# WHAT YOU NEED TO DO
Please filter the rows below, keeping only the lines that contain the word "puddle", and copy each one unchanged.

# AVAILABLE DATA
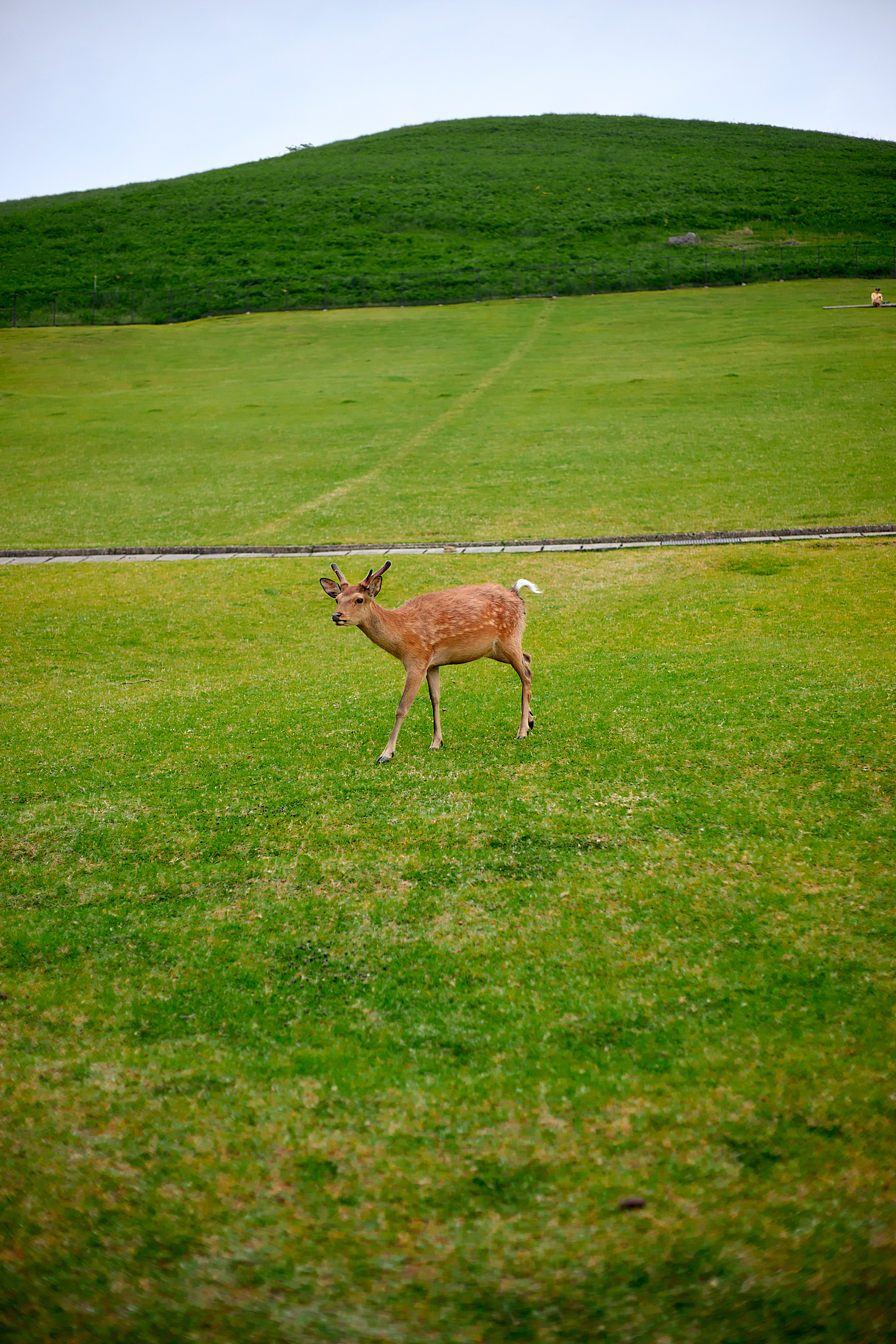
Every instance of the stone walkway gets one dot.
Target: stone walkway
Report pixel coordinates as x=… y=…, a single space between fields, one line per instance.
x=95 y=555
...
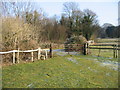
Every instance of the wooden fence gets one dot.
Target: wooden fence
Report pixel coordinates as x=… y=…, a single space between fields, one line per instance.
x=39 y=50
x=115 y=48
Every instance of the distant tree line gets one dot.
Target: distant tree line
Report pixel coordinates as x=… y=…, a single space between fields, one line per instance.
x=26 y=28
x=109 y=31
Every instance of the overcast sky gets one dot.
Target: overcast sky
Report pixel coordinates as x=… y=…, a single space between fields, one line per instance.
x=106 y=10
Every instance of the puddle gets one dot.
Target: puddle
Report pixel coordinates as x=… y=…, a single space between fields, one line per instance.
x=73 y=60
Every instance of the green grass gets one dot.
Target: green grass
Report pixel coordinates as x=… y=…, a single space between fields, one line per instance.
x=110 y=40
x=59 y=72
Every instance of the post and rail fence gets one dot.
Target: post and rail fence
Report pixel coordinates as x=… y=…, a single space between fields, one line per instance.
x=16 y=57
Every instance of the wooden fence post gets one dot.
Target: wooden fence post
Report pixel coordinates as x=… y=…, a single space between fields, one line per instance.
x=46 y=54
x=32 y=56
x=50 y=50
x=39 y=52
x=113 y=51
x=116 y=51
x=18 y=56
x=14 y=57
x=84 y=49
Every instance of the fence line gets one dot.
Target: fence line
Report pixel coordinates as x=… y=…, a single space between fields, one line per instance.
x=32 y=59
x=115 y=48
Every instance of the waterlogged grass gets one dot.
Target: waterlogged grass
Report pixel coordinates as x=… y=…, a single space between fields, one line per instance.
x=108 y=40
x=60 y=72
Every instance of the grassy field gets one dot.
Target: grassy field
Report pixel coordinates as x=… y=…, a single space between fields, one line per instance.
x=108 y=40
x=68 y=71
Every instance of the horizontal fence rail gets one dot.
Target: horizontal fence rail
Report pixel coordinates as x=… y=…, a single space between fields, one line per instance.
--
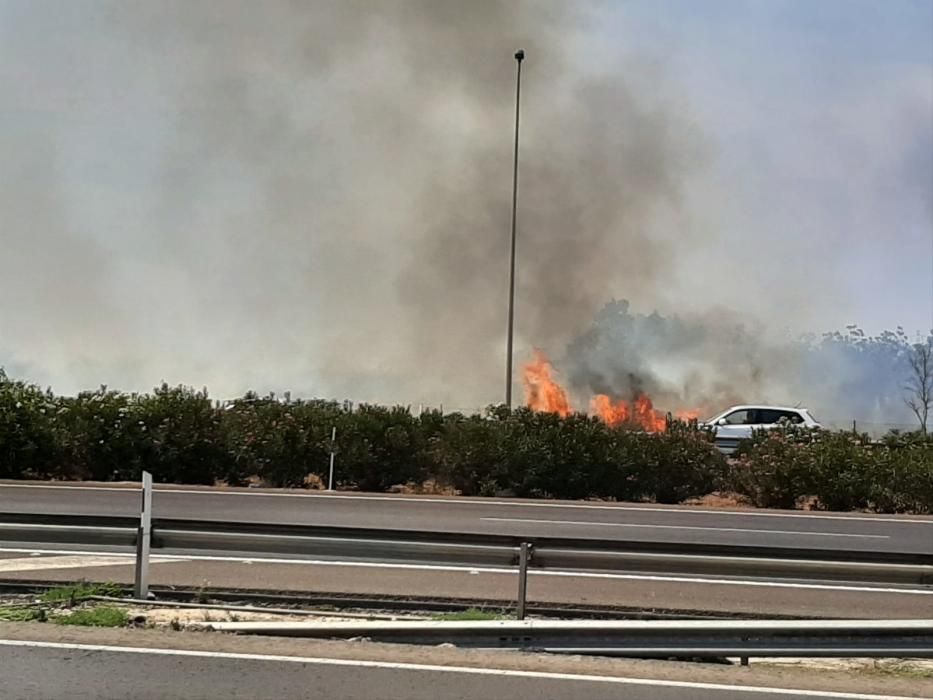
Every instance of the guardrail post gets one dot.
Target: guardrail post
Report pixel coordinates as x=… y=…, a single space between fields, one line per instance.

# FULL ANSWER
Every instance of the puddle gets one dot.
Target: puddle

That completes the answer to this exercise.